(Material for this task Opens)

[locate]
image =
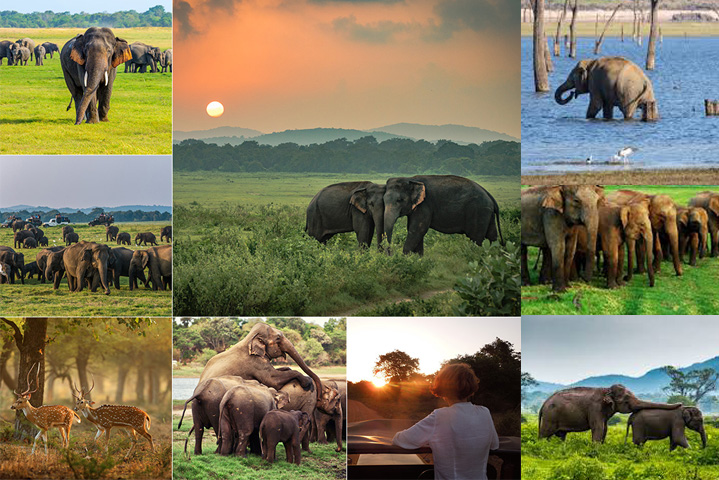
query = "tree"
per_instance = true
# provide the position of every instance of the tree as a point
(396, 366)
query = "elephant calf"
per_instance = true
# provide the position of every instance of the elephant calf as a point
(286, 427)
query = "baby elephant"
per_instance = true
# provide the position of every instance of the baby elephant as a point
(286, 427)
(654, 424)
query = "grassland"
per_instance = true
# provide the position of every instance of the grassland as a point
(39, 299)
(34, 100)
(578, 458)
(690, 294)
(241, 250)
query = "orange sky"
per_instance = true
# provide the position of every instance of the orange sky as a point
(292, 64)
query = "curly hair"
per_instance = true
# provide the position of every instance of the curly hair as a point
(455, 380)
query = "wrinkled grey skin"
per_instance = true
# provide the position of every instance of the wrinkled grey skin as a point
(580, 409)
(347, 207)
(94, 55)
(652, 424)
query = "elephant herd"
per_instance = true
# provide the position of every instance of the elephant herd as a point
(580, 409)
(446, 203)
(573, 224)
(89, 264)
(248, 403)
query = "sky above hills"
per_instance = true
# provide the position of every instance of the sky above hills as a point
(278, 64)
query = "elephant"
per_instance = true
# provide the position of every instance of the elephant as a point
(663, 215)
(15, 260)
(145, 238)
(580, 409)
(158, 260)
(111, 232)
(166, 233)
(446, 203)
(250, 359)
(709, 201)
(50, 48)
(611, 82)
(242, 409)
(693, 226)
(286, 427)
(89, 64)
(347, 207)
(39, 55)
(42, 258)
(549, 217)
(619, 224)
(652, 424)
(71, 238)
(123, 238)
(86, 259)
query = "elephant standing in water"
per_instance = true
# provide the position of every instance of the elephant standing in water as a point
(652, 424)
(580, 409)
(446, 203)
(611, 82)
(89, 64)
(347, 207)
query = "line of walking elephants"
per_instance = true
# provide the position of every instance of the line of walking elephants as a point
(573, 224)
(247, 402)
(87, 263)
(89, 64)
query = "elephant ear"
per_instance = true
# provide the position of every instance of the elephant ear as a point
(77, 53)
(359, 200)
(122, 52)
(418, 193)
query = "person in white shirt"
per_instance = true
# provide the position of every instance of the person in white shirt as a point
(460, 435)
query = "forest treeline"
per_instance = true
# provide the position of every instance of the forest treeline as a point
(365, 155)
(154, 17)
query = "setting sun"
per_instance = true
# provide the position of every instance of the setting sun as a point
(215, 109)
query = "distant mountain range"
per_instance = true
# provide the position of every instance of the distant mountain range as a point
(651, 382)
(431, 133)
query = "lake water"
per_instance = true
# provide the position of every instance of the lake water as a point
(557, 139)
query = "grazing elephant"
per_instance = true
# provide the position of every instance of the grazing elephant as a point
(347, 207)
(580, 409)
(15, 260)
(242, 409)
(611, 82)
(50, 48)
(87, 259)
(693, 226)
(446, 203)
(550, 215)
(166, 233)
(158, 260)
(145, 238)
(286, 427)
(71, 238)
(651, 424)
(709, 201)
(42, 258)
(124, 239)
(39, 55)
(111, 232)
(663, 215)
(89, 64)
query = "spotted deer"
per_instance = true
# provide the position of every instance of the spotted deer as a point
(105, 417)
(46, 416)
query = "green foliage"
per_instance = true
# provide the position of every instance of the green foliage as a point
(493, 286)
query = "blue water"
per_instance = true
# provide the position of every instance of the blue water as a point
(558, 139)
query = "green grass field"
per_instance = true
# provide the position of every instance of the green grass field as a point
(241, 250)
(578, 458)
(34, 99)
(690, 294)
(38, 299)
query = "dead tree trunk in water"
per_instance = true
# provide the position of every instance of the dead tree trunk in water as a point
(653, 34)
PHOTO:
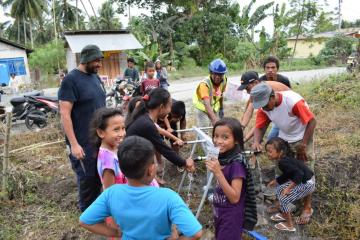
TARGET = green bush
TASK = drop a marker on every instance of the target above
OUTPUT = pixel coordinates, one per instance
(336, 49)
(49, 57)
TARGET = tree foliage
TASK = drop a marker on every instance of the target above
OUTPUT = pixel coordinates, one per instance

(Material for this task Closes)

**Brief:** A word-for-word copy of the entries above is what is needed, without any images.

**Solution below:**
[locate]
image =
query = "tree"
per_instance = true
# provide the position of every instance of the tree as a point
(396, 366)
query = "elephant calf"
per_instance = true
# provide the position of every instance of the elephant calf as a point
(286, 427)
query = "baby elephant"
per_instance = true
# provide the position of every instance of the baby elephant as a point
(286, 427)
(654, 424)
query = "grassland"
per_instance = true
# provide the position of every instance of the grassland as a point
(39, 299)
(34, 100)
(578, 458)
(690, 294)
(241, 250)
query = "orange sky"
per_instance = true
# provide the position of every instance of the orange sky as a point
(292, 64)
query = "curly hair"
per_instance = true
# provide the position of every instance of the curly hair as a point
(455, 380)
query = "wrinkled grey skin"
per_instance = true
# provide the position of every instance of the wrinkled grey skin as a point
(580, 409)
(347, 207)
(94, 55)
(652, 424)
query = "elephant herd"
per_instance = true
# provide the position of every instance of the elephant herd as a point
(580, 409)
(446, 203)
(573, 224)
(89, 264)
(248, 403)
query = "sky above hills"
per_instance = true
# provide the position of every instance of the sky above hills as a point
(278, 64)
query = "elephant"
per_instance = true
# provide the position of every instance of the elephant as a point
(663, 215)
(15, 260)
(145, 238)
(580, 409)
(158, 260)
(111, 232)
(166, 233)
(446, 203)
(250, 359)
(709, 201)
(50, 48)
(611, 82)
(242, 409)
(693, 226)
(286, 427)
(89, 64)
(347, 207)
(39, 55)
(42, 258)
(549, 217)
(619, 224)
(652, 424)
(71, 238)
(123, 238)
(86, 259)
query = "elephant standing in water"
per_instance = true
# provide the position of every instance of the elephant standing in water as a point
(652, 424)
(580, 409)
(446, 203)
(611, 82)
(89, 64)
(347, 207)
query = "line of walking elephants"
per_instance = true
# provide the position of every instance of the line of walking elephants as a point
(573, 224)
(247, 402)
(87, 263)
(89, 64)
query = "elephant ear"
per_instance = true
# provide the position of every instance of the elephant ear as a point
(77, 53)
(359, 200)
(122, 52)
(418, 193)
query = "person in white shirt"
per_instance = true
# provide the position of every instance of the person in white shirt as a point
(460, 435)
query = "forest treeline"
per_instance = true
# provide the position of every instance of the forest treeline as a point
(365, 155)
(154, 17)
query = "setting sun"
per_instance = true
# provide the position of every instance of the setting sun as a point
(215, 109)
query = "distant mountain range"
per_instance = true
# provide the position of every instance of the distant mountain range as a point
(651, 382)
(431, 133)
query = "lake water"
per_instance = true
# provide the position of every instance of the lake water as a point
(557, 139)
query = "grazing elephant"
per_instance = true
# provide the position of every instance of the grazing elephant as a point
(347, 207)
(580, 409)
(15, 260)
(242, 409)
(611, 82)
(50, 48)
(87, 259)
(693, 226)
(446, 203)
(550, 215)
(166, 233)
(158, 260)
(145, 238)
(286, 427)
(71, 238)
(651, 424)
(709, 201)
(42, 258)
(124, 239)
(39, 55)
(111, 232)
(663, 215)
(89, 64)
query = "spotted deer"
per_instance = true
# provide the position of every instance of the spotted deer as a point
(105, 417)
(46, 416)
query = "green foliage"
per_instance = true
# provide the position of every instance of the green foliage as a point
(493, 286)
query = "blue water"
per_instance = true
# provide the position of every instance of the blue water as a point
(558, 139)
query = "green grass field"
per_instance = true
# provide the position of every instance of the green grass field as a point
(241, 250)
(578, 458)
(34, 99)
(690, 294)
(38, 299)
query = "dead tree trunk in water"
per_instance = true
# provide the position of every instance of the dead tree trunk in water as a point
(653, 34)
PHOTO:
TARGET = green bush
TASK = drop a marker on every instance of the target above
OUTPUT = pixel coordinates, one per instance
(336, 49)
(49, 57)
TARGET = tree foliage
TASK = drop a marker on every instance of the target above
OUTPUT = pixel coordinates, one per instance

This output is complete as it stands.